**REQUIRED TASK A:**
Find each line in the listing below that contains the word "white", and copy those lines out.

**EXCERPT:**
■ ■ ■ ■ ■ ■ ■
[go: nahoru, domu]

Page MenuHomePhabricator

Add enhanced logging to Citoid
Open, Needs TriagePublic

Description

This task involves the work of adding enhancing logging to Citoid so that we (the maintainers of Citoid) can:

  1. Understand exactly why Citoid is failing
  2. Offer people who are impacted by these failures (e.g. in the process of attempting to generate a citation) informative and actionable feedback

The absence of the level of nuanced logging this task is "asking" for is impacting us in the following ways:

  1. We're unable to offer people specific error messages within Citoid (T364594)
  2. We're not able to determine which publishers we ought to prioritize contacting because we do not know the frequency with which specific domains are failing

Event Timeline

Change #1036250 had a related patch set uploaded (by Mvolz; author: Mvolz):

[mediawiki/services/citoid@master] Log HTTP errors on warn level

https://gerrit.wikimedia.org/r/1036250

Splitting from the main thread, to inquire about this specifically:

I 'll have a deeper look tomorrow.
■ ■ ■ ■ ■ ■ ■
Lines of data

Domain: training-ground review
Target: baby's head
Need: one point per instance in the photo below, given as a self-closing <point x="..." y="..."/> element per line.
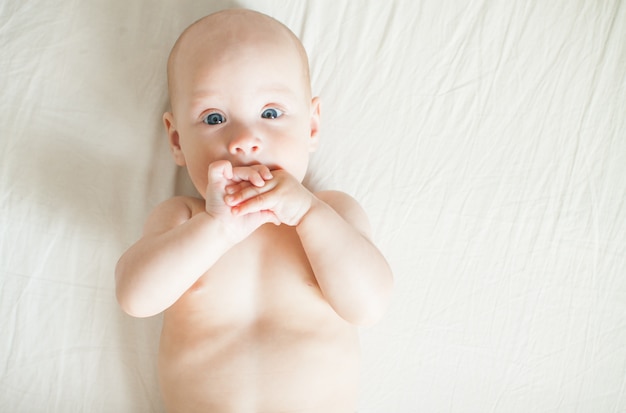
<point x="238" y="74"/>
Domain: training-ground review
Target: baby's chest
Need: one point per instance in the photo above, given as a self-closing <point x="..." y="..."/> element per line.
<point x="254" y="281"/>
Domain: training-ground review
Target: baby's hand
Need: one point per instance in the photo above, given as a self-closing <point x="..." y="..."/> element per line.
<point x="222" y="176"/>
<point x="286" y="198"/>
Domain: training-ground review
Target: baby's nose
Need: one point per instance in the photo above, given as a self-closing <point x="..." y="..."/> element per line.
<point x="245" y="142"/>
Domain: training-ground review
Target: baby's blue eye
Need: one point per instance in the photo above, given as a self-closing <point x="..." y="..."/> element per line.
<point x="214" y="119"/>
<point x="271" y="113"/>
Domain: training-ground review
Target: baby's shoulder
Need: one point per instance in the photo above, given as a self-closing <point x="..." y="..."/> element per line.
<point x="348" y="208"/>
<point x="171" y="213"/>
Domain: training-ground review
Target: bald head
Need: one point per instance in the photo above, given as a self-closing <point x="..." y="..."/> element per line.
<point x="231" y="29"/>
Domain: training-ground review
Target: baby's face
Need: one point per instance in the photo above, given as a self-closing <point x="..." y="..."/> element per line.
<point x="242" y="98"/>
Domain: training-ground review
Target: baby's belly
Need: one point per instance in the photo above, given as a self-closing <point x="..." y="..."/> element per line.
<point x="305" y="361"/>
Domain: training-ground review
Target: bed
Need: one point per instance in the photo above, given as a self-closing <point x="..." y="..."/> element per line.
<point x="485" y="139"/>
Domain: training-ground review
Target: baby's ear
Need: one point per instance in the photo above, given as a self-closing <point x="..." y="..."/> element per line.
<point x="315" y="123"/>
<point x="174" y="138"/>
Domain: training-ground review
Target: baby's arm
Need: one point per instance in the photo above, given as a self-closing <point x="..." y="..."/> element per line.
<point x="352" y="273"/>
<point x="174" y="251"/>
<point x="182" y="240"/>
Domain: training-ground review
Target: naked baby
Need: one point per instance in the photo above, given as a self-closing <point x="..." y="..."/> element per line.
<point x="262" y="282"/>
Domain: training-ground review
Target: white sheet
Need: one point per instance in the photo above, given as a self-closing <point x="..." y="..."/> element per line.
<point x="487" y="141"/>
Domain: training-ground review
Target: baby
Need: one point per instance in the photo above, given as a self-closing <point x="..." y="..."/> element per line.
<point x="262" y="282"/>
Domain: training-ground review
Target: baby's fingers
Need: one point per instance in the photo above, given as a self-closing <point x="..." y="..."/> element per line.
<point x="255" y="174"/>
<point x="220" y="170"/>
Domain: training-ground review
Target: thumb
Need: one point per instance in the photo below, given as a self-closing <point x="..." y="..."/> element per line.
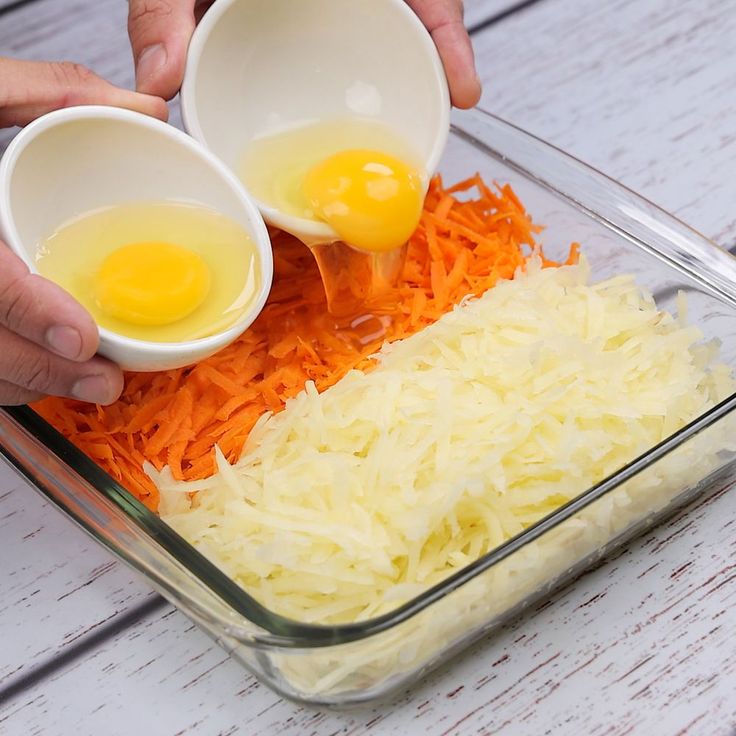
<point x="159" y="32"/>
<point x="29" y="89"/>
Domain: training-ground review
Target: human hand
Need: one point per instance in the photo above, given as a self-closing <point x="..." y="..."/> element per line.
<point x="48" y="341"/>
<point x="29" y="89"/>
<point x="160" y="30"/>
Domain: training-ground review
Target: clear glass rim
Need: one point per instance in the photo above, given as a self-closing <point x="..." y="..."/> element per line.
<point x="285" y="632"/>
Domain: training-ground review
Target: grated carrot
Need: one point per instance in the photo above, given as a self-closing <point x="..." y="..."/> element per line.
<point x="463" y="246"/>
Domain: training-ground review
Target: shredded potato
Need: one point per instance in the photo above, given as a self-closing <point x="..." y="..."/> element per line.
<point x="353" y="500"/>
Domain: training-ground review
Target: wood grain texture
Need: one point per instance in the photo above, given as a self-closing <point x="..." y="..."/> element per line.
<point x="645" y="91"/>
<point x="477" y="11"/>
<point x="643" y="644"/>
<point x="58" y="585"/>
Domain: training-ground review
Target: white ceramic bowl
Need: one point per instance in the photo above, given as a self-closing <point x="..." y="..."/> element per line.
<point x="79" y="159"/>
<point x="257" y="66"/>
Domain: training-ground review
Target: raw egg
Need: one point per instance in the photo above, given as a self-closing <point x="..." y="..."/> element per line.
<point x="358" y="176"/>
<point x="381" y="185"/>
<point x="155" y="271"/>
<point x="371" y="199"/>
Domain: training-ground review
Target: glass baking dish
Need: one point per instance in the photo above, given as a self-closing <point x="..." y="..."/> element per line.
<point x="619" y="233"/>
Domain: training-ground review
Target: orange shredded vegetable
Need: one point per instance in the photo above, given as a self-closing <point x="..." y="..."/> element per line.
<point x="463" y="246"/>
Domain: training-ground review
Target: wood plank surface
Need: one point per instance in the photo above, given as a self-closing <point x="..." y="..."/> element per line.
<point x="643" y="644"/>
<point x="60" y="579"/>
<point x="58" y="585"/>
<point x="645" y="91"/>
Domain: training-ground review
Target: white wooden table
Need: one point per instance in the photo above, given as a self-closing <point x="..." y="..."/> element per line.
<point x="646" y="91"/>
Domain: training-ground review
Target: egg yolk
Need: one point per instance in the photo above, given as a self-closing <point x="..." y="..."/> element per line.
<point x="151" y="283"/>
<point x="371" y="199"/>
■ ■ ■ ■ ■ ■ ■
**REQUIRED TASK B:**
Duplicate the passage of the Citoid logging page above that begins with the words "Event Timeline" and ends with "deeper look tomorrow.".

**EXERCISE OUTPUT A:**
Target: white sheet
Target: white ceramic bowl
Target: white wooden table

**EXERCISE OUTPUT B:**
Event Timeline

Change #1036250 had a related patch set uploaded (by Mvolz; author: Mvolz):

[mediawiki/services/citoid@master] Log HTTP errors on warn level

https://gerrit.wikimedia.org/r/1036250

Splitting from the main thread, to inquire about this specifically:

I 'll have a deeper look tomorrow.